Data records
%%

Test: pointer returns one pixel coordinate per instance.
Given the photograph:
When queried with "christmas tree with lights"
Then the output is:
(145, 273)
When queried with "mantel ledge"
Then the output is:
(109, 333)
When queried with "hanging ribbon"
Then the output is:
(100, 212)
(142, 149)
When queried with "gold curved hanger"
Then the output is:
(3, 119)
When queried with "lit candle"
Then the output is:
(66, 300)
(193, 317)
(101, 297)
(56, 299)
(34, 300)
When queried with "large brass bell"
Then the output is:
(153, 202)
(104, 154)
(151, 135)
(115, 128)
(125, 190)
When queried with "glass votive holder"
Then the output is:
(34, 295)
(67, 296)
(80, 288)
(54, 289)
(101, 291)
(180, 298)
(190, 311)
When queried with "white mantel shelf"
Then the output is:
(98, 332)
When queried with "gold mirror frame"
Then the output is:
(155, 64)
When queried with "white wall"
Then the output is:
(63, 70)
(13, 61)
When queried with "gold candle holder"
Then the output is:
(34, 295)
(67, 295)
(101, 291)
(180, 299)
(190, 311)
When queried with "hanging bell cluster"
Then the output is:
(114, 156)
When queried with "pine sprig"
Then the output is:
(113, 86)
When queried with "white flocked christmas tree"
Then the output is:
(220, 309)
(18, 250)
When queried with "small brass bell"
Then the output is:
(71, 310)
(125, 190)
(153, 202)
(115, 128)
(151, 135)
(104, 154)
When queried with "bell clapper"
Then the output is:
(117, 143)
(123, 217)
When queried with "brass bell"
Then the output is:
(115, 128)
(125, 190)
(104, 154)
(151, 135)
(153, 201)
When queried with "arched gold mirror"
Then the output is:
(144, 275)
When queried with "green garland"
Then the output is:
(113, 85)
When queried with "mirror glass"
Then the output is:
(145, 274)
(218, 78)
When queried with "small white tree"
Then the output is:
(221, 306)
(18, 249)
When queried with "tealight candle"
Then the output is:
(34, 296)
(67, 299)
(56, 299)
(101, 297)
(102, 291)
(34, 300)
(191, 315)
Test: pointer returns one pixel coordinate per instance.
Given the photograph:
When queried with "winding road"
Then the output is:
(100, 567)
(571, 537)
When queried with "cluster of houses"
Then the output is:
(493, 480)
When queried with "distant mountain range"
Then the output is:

%%

▶ **Exercise requirements**
Return the entries in full. Do not alter them.

▶ **Task solution**
Test: pointer returns one pixel coordinate per instance.
Given the photograph:
When queried with "christmas tree with lights"
Then the output is:
(145, 273)
When queried with "mantel ledge"
Then the output is:
(109, 333)
When queried with "hanging ribbon"
Then the output is:
(100, 212)
(142, 149)
When queried with "gold curved hanger"
Then the output is:
(3, 119)
When queried with "lit candle"
Then the output is:
(66, 300)
(193, 317)
(101, 297)
(56, 299)
(34, 300)
When queried with "large brass bell"
Then the output is:
(153, 202)
(104, 154)
(151, 135)
(115, 128)
(125, 190)
When queried with "glass votive holder"
Then the output is:
(34, 295)
(67, 296)
(80, 288)
(54, 289)
(101, 291)
(180, 298)
(190, 311)
When queried with "white mantel shelf"
Then the output is:
(98, 332)
When queried with "gold mirror frame"
Then the output is:
(155, 64)
When queried with "white wall"
Then the output is:
(63, 70)
(13, 61)
When queried with "gold candle holder"
Then the output is:
(34, 295)
(67, 295)
(101, 291)
(180, 299)
(190, 311)
When queried with "hanging bell cluster"
Then the output is:
(114, 156)
When queried with "pine sprig"
Then the output is:
(113, 86)
When queried with "white flocked christmas tree"
Then the output is:
(220, 309)
(18, 250)
When queried with "small brass bell"
Then the output is:
(71, 310)
(125, 190)
(153, 202)
(115, 128)
(151, 135)
(104, 154)
When queried with "bell clapper"
Then the output is:
(117, 143)
(123, 217)
When queried with "brass bell"
Then the output is:
(115, 128)
(125, 190)
(104, 154)
(151, 135)
(153, 201)
When queried with "arched gold mirror"
Then the output is:
(144, 275)
When queried with "green garland"
Then the output is:
(113, 85)
When queried with "mirror glass"
Then the output is:
(145, 274)
(218, 78)
When queried with "small white tree"
Then the output is:
(221, 306)
(18, 249)
When queried with "tealight candle"
Then the output is:
(34, 296)
(67, 299)
(56, 299)
(101, 297)
(102, 291)
(34, 300)
(191, 315)
Test: pointer returns one pixel coordinate per instance.
Given the photograph:
When queried with "winding road"
Then the output is:
(100, 567)
(571, 537)
When queried with "cluster of houses"
Then the output is:
(493, 480)
When queried with "distant mountain range"
Then the output is:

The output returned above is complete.